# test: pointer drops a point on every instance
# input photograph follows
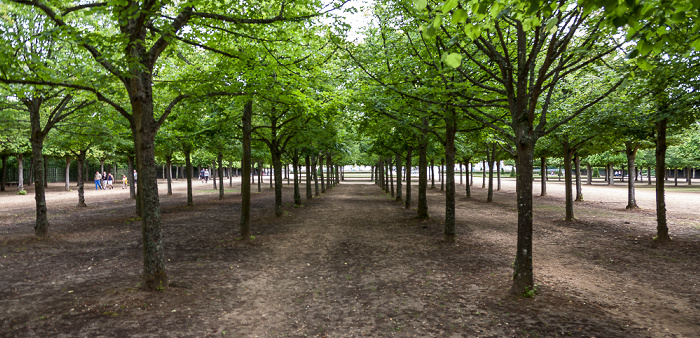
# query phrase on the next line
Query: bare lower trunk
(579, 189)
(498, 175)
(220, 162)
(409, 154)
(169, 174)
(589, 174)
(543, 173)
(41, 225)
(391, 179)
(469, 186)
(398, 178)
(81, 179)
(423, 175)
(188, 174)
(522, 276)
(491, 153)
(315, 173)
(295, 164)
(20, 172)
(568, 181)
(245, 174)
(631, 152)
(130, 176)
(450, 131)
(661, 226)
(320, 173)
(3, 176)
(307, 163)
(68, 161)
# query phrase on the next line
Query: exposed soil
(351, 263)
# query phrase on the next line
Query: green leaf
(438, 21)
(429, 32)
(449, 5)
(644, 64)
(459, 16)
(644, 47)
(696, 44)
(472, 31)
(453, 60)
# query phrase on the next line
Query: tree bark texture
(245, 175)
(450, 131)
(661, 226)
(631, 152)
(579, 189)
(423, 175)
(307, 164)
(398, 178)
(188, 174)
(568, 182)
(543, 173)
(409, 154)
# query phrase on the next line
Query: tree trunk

==

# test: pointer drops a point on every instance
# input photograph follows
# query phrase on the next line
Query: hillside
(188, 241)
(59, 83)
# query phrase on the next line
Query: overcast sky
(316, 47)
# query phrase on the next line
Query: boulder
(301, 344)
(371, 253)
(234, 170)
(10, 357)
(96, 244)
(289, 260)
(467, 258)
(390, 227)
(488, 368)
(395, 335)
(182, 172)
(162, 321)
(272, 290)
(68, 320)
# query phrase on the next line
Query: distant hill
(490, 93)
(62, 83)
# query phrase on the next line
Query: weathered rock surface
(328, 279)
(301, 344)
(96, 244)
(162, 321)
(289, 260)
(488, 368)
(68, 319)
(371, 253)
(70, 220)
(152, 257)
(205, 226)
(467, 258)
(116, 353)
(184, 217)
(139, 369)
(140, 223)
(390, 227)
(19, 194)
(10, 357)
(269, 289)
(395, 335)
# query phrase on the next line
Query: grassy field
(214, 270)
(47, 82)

• [TASK DIRECTIONS]: Using the entries above, give back exactly the line containing "Query: tree bark texture", the line containing "Query: tree trunk", and every line between them, and nothing else.

• [EXERCISE ANSWER]:
Query: tree bark texture
(245, 175)
(450, 131)
(661, 226)
(631, 152)
(579, 189)
(423, 175)
(307, 164)
(398, 178)
(188, 174)
(568, 182)
(543, 173)
(409, 154)
# query phrase on the next line
Query: tree trunk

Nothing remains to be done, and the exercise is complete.